Objective: Update the records below by changing each "holes" to "cutouts" and leaving everything else unchanged. Leave the pictures out of your answer.

(Excerpts of annotation records)
** start **

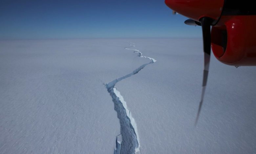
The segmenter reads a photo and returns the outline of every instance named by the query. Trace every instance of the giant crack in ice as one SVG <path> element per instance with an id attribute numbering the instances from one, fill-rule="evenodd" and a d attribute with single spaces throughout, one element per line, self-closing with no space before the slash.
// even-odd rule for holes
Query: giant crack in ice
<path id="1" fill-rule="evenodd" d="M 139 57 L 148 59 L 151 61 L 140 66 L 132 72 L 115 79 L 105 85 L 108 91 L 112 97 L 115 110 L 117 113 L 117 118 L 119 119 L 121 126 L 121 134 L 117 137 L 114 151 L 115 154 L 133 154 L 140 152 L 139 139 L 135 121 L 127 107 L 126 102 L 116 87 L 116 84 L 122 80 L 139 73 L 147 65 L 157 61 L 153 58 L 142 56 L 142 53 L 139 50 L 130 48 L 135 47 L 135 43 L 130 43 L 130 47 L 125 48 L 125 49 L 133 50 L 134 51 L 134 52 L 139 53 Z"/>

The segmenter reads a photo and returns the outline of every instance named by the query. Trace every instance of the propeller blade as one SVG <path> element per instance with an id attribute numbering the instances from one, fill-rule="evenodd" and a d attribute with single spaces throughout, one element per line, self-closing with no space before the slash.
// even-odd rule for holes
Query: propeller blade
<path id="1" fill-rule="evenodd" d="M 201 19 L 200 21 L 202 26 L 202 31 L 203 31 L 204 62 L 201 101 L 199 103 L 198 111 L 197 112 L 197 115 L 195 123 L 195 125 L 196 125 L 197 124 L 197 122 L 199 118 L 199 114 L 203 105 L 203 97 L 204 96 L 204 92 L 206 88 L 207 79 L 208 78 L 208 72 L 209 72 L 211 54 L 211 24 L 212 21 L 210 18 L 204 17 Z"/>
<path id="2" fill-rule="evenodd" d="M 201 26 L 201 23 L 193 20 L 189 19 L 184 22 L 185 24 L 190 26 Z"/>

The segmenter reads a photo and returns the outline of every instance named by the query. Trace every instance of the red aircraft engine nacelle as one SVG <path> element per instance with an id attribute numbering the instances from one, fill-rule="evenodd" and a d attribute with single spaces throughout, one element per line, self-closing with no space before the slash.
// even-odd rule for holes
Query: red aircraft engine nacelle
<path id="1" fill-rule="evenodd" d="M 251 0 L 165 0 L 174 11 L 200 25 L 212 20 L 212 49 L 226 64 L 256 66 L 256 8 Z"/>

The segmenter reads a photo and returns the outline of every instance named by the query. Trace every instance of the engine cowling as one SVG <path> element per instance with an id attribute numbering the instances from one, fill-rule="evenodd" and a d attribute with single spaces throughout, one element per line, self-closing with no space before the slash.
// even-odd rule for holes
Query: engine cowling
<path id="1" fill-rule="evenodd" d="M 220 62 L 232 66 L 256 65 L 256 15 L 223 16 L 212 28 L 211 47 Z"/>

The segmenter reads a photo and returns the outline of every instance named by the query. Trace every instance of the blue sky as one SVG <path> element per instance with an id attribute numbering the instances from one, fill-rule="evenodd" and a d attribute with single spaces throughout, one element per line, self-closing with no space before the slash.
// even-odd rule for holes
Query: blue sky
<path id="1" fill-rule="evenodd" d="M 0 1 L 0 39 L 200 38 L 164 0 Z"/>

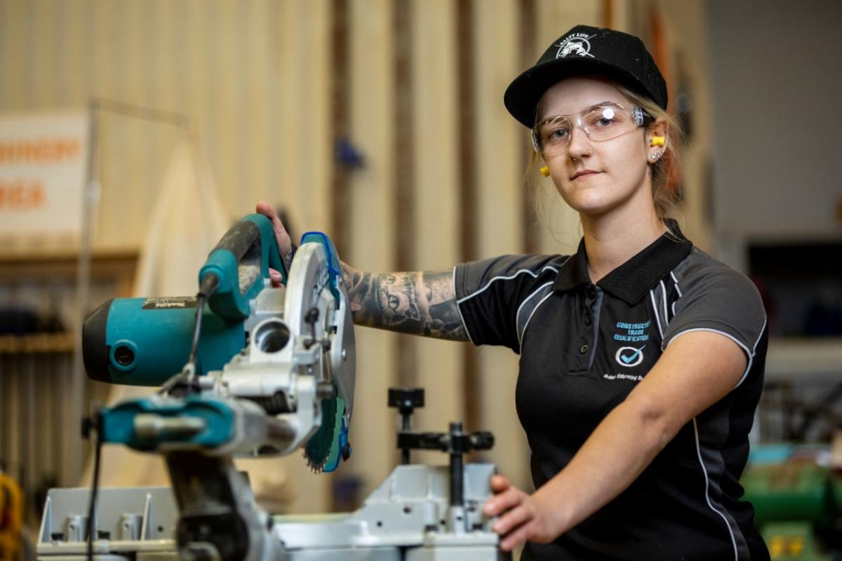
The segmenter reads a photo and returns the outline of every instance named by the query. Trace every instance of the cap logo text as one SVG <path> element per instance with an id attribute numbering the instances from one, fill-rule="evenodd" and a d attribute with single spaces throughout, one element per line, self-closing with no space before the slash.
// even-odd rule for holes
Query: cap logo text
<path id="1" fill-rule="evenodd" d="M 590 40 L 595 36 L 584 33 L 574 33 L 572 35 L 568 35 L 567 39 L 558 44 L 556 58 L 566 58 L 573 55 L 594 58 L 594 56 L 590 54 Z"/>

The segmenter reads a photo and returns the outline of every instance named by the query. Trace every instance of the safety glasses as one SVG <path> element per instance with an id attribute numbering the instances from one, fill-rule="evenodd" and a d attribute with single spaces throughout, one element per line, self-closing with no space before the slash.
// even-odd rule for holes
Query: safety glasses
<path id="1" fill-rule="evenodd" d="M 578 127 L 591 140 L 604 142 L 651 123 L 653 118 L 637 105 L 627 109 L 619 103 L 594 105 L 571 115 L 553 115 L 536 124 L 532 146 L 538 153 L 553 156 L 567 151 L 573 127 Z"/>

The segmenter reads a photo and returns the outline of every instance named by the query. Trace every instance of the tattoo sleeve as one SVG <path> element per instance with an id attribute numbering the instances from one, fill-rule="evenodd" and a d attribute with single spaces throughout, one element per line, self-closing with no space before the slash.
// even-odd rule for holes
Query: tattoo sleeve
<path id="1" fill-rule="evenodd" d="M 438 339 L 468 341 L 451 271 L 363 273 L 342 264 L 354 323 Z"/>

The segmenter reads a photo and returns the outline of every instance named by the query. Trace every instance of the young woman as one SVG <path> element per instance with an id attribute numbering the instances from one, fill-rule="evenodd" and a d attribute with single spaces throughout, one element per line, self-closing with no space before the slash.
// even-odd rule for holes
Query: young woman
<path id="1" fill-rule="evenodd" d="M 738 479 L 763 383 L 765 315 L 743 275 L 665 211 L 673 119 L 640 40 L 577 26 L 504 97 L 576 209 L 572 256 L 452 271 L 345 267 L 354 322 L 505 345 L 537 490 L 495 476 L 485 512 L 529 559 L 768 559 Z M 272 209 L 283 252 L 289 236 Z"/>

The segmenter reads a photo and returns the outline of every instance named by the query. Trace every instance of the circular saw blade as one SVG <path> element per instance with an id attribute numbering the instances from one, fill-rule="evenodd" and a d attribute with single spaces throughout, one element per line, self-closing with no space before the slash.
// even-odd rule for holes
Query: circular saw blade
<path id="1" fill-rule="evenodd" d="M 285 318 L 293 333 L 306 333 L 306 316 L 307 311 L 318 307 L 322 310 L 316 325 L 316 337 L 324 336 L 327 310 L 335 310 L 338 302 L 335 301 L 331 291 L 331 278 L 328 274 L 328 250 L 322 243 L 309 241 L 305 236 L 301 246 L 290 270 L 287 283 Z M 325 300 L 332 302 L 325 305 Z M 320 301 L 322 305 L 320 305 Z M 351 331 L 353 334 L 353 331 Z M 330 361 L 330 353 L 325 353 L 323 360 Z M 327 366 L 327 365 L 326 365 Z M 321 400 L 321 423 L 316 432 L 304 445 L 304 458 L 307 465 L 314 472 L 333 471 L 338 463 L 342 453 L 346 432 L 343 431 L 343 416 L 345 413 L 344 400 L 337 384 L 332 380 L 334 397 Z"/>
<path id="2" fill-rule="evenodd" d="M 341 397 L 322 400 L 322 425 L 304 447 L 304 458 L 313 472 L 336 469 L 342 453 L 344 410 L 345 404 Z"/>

** end **

Task solution:
The segmenter reads a photo and returns the outline of every instance named by the query. Trace every instance of the giant crack in ice as one SVG <path> element per instance with an id attribute numbering the instances from one, fill-rule="evenodd" and a d attribute with single spaces throughout, one element per line, self-closing with no space before the slash.
// even-odd rule for cutouts
Query: giant crack in ice
<path id="1" fill-rule="evenodd" d="M 139 57 L 148 59 L 151 61 L 140 66 L 132 72 L 115 79 L 105 85 L 108 91 L 112 97 L 115 110 L 117 113 L 117 118 L 119 119 L 121 126 L 121 134 L 117 137 L 114 151 L 115 154 L 133 154 L 140 152 L 139 139 L 135 121 L 127 107 L 126 102 L 116 87 L 116 84 L 122 80 L 139 73 L 147 65 L 157 61 L 153 58 L 142 56 L 142 53 L 139 50 L 130 48 L 135 47 L 135 43 L 130 43 L 130 47 L 125 48 L 125 49 L 133 50 L 134 51 L 134 52 L 139 53 Z"/>

The segmenter reads a photo and returns the outline of every instance named by the query. Trace every instance of the propeller blade as one SVG <path> element per instance with an id attribute numbering the instances from one, fill-rule="evenodd" and a d attribute with single spaces throughout, one element per line, self-closing with no space before the slash.
// even-odd rule for cutouts
Query: propeller blade
<path id="1" fill-rule="evenodd" d="M 201 19 L 200 21 L 202 26 L 202 31 L 203 31 L 204 62 L 201 101 L 199 103 L 198 111 L 197 112 L 197 115 L 195 123 L 195 125 L 196 125 L 197 124 L 197 122 L 199 118 L 199 114 L 203 105 L 203 97 L 204 96 L 204 92 L 206 88 L 207 79 L 208 78 L 208 72 L 209 72 L 211 54 L 211 24 L 212 21 L 210 18 L 204 17 Z"/>
<path id="2" fill-rule="evenodd" d="M 201 26 L 201 23 L 193 20 L 189 19 L 184 22 L 185 24 L 190 26 Z"/>

The segmenter reads a photo and returns the outline of every instance named by the query. Trace every instance of the red aircraft engine nacelle as one SVG <path> element per instance with an id attribute numbering the instances from one, fill-rule="evenodd" and a d attribute with single spaces throughout, one element per line, self-closing with no space before the slash.
// even-odd rule for cutouts
Query: red aircraft engine nacelle
<path id="1" fill-rule="evenodd" d="M 251 0 L 165 0 L 174 11 L 200 25 L 212 20 L 212 49 L 226 64 L 256 66 L 256 8 Z"/>

The segmenter reads a photo and returns the outline of every instance named by the query. Trace every instance of the engine cowling as one SVG <path> element per instance with an id attribute numbering the instances from one, fill-rule="evenodd" and a d attribute with single spaces throughout, one element per line, self-closing with no space before the slash.
// even-odd rule for cutouts
Query: engine cowling
<path id="1" fill-rule="evenodd" d="M 220 62 L 232 66 L 256 65 L 256 15 L 223 16 L 212 28 L 211 47 Z"/>

The segmenter reads a photo and returns the outline of every instance named by the query. Trace every instance of the blue sky as one SVG <path> element per instance with an id attribute numbering the instances from one, fill-rule="evenodd" and a d attribute with single spaces throughout, one element per line, self-closing with no space before the slash.
// even-odd rule for cutouts
Query: blue sky
<path id="1" fill-rule="evenodd" d="M 0 1 L 0 39 L 200 38 L 164 0 Z"/>

The segmenter reads a photo and returns the outline of every instance named by the query. Trace every instance of the cap logo text as one SVG <path> element per instance with an id attribute numbering the instances from one, fill-rule="evenodd" and a d attribute with single spaces throughout, one element per line, self-closing with no space before the slash.
// even-odd rule for cutouts
Query: cap logo text
<path id="1" fill-rule="evenodd" d="M 590 40 L 595 36 L 584 33 L 574 33 L 572 35 L 568 35 L 567 39 L 558 44 L 556 58 L 566 58 L 573 55 L 594 58 L 594 56 L 590 54 Z"/>

The segmenter reads a photo and returns the outline of every instance named by the query. Trace every instance of the safety glasses as one SVG <path> element per instance with an id attribute numbering the instances from one, fill-rule="evenodd" and a d attribute with single spaces throughout, one element per line, self-closing with no space before the slash.
// even-odd rule for cutouts
Query: safety glasses
<path id="1" fill-rule="evenodd" d="M 578 127 L 591 140 L 604 142 L 651 123 L 653 118 L 637 105 L 627 109 L 619 103 L 594 105 L 571 115 L 553 115 L 536 124 L 532 146 L 538 153 L 553 156 L 567 151 L 573 127 Z"/>

The segmenter reads a photo and returns the outline of every instance named by the query. Trace every instance of the tattoo sleeve as one SVG <path> element per instance with an id attribute numbering the instances from one, fill-rule="evenodd" and a d attribute with single spaces throughout, one element per line, self-closing with no space before the slash.
// even-odd rule for cutouts
Query: tattoo sleeve
<path id="1" fill-rule="evenodd" d="M 438 339 L 468 341 L 451 271 L 363 273 L 342 264 L 354 323 Z"/>

The segmenter reads a photo and returns the outline of every instance named by the query. Trace every instance of the young woman as one SVG <path> element per instance with an id attribute numbering the instances from one, fill-rule="evenodd" and a d attribute with single spaces throughout, one element per line, self-closing with no space before the slash.
// even-odd rule for cutouts
Query: young woman
<path id="1" fill-rule="evenodd" d="M 738 479 L 763 383 L 765 315 L 743 275 L 665 211 L 673 119 L 640 40 L 577 26 L 504 97 L 576 209 L 572 256 L 452 271 L 345 267 L 354 322 L 505 345 L 537 490 L 495 476 L 485 512 L 529 559 L 768 559 Z M 272 209 L 283 252 L 289 236 Z"/>

The segmenter reads a photo and returns the outline of every instance named by the query. Trace every instance of the circular saw blade as one SVG <path> element per instance with an id attribute numbering the instances from one, fill-rule="evenodd" and a d attribute with single spaces throughout, one element per line, self-closing with no space before the slash.
// even-odd rule for cutouts
Query: circular saw blade
<path id="1" fill-rule="evenodd" d="M 285 318 L 293 333 L 306 333 L 306 316 L 307 311 L 318 307 L 322 310 L 316 325 L 316 337 L 324 336 L 327 310 L 335 310 L 338 302 L 335 301 L 331 291 L 331 278 L 328 274 L 328 250 L 322 243 L 309 241 L 305 236 L 301 246 L 290 270 L 287 283 Z M 325 300 L 332 302 L 325 305 Z M 320 301 L 322 305 L 320 305 Z M 351 331 L 353 334 L 353 331 Z M 330 361 L 330 353 L 325 353 L 323 360 Z M 327 366 L 327 365 L 326 365 Z M 321 400 L 321 423 L 316 432 L 304 445 L 304 458 L 307 465 L 314 472 L 333 471 L 338 463 L 342 453 L 346 432 L 343 431 L 343 416 L 345 413 L 344 400 L 337 384 L 332 380 L 334 397 Z"/>
<path id="2" fill-rule="evenodd" d="M 341 397 L 322 400 L 322 425 L 304 447 L 304 458 L 313 472 L 336 469 L 342 453 L 344 410 L 345 404 Z"/>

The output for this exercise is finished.